(LIST OF TASKS)
A: According to the biography of bowler Alex Horton, which event gave him his first PBA Tour title?
B: Carry on the biography of bowler Alex Horton past its final sentence.

(SELECTED EXTRACT)
▼▼▼
Alex Horton

Personal information
- Nationality: American
- Born: November 26, 2003 (age 22) Douglassville, Pennsylvania, U.S.
- Years active: 2025–present

Bowling Information
- Sport: Tenpin bowling
- Affiliation: PBA
- Rookie year: 2026
- Dominant hand: Right (two-handed delivery)
- Wins: 2 PBA Tour (1 major) 1 PBA Regional Tour
- Sponsors: Brunswick, VISE grips, BowlerX

= Alex Horton (bowler) =

Right-handed American ten-pin bowler (born 2003)

Alexander Horton (born November 26, 2003) is an American professional ten-pin bowler from Douglassville, Pennsylvania. He joined the Professional Bowlers Association in 2025 after a collegiate career at Indiana Institute of Technology ("Indiana Tech"). By way of a PBA Regional Tour title in September 2025, Horton qualified for and eventually won the PBA Tournament of Champions on April 26, 2026 for his first PBA Tour title and first major. He then won his second PBA Tour title just 16 days later at the PBA Shark Championship, part of the 2026 PBA World Series of Bowling.

Horton uses the two-handed shovel-style delivery with a dominant right hand. He is sponsored by Brunswick, VISE grips and BowlerX.

== Amateur career ==
Horton attended Daniel Boone Area High School in Birdsboro, Pennsylvania, where he was a four-time varsity letter winner. Alex won the PA District 3 bowling singles championship in 2018 and 2021, and he won the 2021 PA State High School Singles championship.

Horton went on to attend Indiana Tech, where he majored in Financial Services. In his freshman year (2021–22), his Warriors team were the NAIA Men's Bowling national champions. They also won the 2023 PBA Collegiate Invitational. He was a first-team NAIA All-American in the 2023–24 season.
▲▲▲
(DATA SHOWN)
▼▼▼
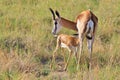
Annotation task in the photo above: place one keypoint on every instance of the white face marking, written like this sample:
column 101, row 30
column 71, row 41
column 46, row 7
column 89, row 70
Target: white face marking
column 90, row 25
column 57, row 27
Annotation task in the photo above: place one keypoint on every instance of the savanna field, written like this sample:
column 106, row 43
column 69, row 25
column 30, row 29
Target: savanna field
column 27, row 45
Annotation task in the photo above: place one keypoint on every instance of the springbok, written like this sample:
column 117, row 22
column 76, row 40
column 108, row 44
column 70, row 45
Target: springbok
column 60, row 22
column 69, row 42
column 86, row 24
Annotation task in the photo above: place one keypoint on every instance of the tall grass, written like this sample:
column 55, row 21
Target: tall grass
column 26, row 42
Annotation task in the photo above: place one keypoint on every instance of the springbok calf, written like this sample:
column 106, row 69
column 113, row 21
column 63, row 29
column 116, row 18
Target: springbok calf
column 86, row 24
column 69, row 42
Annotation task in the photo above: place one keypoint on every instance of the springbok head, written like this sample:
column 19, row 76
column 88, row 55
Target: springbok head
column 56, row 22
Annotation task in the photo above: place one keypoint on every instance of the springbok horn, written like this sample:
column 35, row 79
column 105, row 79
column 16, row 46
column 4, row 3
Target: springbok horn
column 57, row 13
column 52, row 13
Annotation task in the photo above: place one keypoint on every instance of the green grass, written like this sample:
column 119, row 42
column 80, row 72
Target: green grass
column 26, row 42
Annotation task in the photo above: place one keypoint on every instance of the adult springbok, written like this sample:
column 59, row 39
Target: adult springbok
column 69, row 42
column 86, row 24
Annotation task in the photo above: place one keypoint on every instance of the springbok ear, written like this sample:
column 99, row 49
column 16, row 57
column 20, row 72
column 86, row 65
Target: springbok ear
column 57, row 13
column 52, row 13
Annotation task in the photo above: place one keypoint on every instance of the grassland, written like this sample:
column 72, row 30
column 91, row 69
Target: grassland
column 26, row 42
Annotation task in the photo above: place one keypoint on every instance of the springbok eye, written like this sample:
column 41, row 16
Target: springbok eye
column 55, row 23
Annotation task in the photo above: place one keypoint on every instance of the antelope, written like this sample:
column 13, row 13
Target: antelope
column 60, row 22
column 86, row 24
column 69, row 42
▲▲▲
(TASK-BY-TASK ANSWERS)
A: The PBA Tournament of Champions, which he won on April 26, 2026.

B:
== Professional career ==
Horton became a PBA member in late 2025. He won the PBA East Region RPI (Regional Players Invitational) in September of that year for his first PBA Regional Tour title. This title allowed him to enter the pre-tournament qualifier (PTQ) at the PBA Tournament of Champions in his rookie season (2026). He made it out of the PTQ and finished qualifying and match play as the #2 seed for the April 26 final round. He defeated six-time PBA titlist Andrew Anderson in the semifinal match, then won the Tournament of Champions title with a final match victory over the top seed, Canada's Zach Wilkins. Horton became the fourth rookie to win a title in the 2026 season, an unprecedented occurrence in the history of the PBA. He is also the fourth African American player to win a PBA Tour title, following George Branham III, Gary Faulkner Jr. and DeeRonn Booker.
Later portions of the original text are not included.